* TRECHO PARA LEITURA *
Heitor Scalambrini Costa
Professor da Universidade Federal de Pernambuco
Desde os anos 90, o setor elétrico
brasileiro vem passando por uma reforma institucional, cujos objetivos seriam o
aumento da competição, a melhoria da qualidade dos serviços e maior
participação de recursos privados na distribuição e transmissão do setor. No entanto, pode-se afirmar, o maior legado (negativo)
deste período (que se convencionou chamar de “Nova República”) foram às
mudanças introduzidas na forma de tarifação da energia elétrica.
A
Lei 8.631, de 4 de março de 1993, promoveu uma profunda modificação na política
tarifaria, estabelecendo que os parâmetros de preços seriam propostos pelas próprias
concessionárias, com a homologação (conivente?) do Poder Concedente.
Com
a liberalização econômica, a partir de 1995, a tarifação adota a metodologia do “Preço
Teto Incentivado” (price cap), que
fixa tarifas consideradas “adequadas” para remunerar e amortizar os
investimentos, e cobrir os custos operacionais, além de receberem o benefício de
reajustes e revisões.

* TAREFA CURTA *
Retome, por favor, o texto sobre as tarifas de energia elétrica, continuando a partir da última frase. O material que vem depois não tem ligação com o texto sobre as tarifas de energia elétrica.

* DADOS APRESENTADOS *
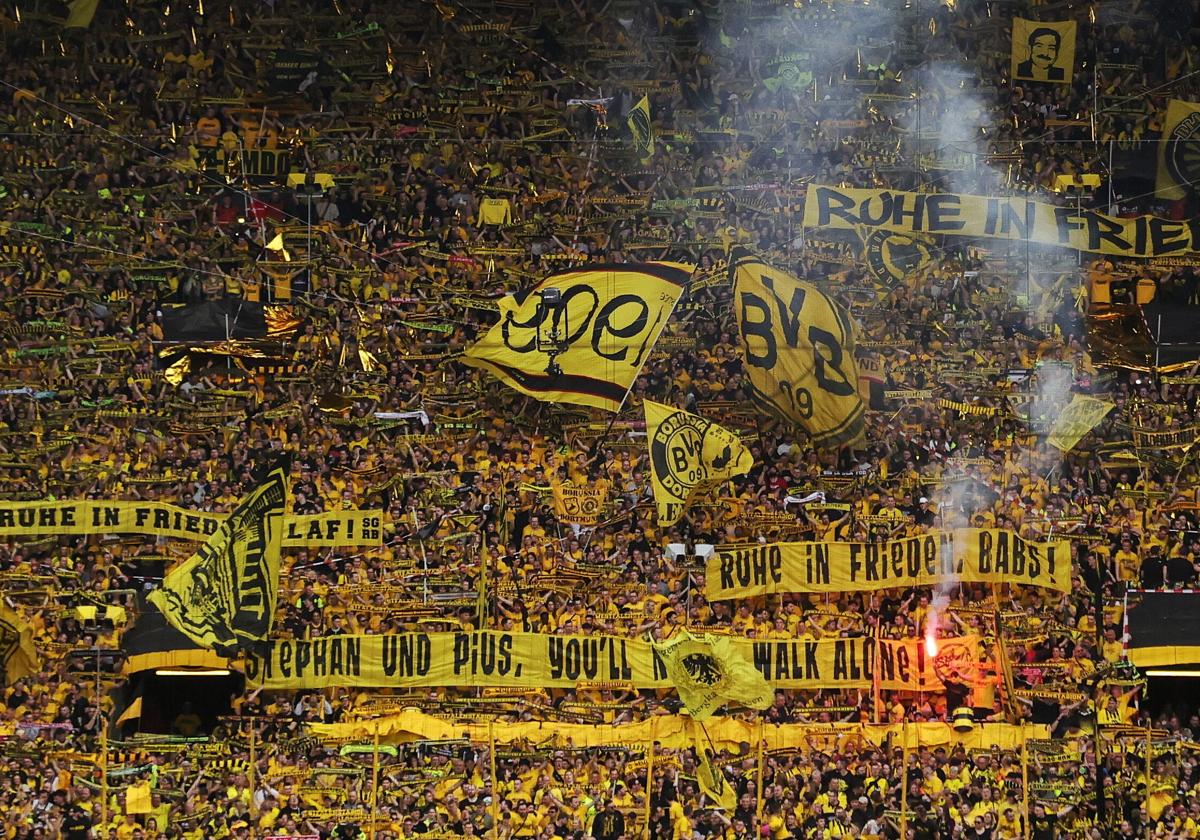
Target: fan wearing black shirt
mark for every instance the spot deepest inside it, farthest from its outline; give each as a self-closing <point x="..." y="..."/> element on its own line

* PROBLEMA RESOLVIDO *
Na
formula de cálculo do índice de reajuste, a tarifa está indexada ao IGP-M
(índice geral de preços do mercado), cuja evolução é bem superior ao IPC
(índice de preços ao consumidor) e ao IPCA (índice geral de preços amplo), que
regem os reajustes de salário e de preços ao consumidor. Na pratica, enquanto o
salário sobe pela escada, as tarifas elétricas sobem pelo elevador.
Um
“passar de olhos” nos balancetes anuais dessas empresas comprovam que os ganhos
extraordinários das concessionárias se devem aos draconianos contratos de
privatização – em particular os das distribuidoras.
A
noção de equilíbrio econômico, introduzida nos contratos de privatização (ou “de
concessão”) como mecanismo de proteção ao capital estrangeiro investido no
setor elétrico, garante que os investimentos são sempre remunerados. E assim
criou-se, no setor elétrico brasileiro, o “capitalismo sem risco”.
Na
prática, o que acontece, e está previsto em lei, é que as distribuidoras são
ressarcidas por qualquer interferência que afete os preços da energia por elas
adquirida. O custo é sempre pago pelos consumidores (via tarifas), que
subsidiam a saúde financeira dessas empresas, garantindo ganhos extraordinários
a todas, mesmo quando a qualidade de seus serviços é sofrível.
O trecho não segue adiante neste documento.